**What to do**
Render each line of the items below as a numbered list, skipping any blank lines.

***** Supplied information *****

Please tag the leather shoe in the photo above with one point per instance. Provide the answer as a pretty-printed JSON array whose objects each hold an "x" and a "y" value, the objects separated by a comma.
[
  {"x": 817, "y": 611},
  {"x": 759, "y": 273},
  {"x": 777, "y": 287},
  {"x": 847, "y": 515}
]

*****

**Written solution**
1. Please tag the leather shoe in the photo above with one point per instance. Provide the answer as a pretty-printed JSON array whose objects each hold an "x" and a "y" value, the objects separated by a comma.
2. [
3.   {"x": 817, "y": 611},
4.   {"x": 759, "y": 273},
5.   {"x": 777, "y": 287},
6.   {"x": 847, "y": 515}
7. ]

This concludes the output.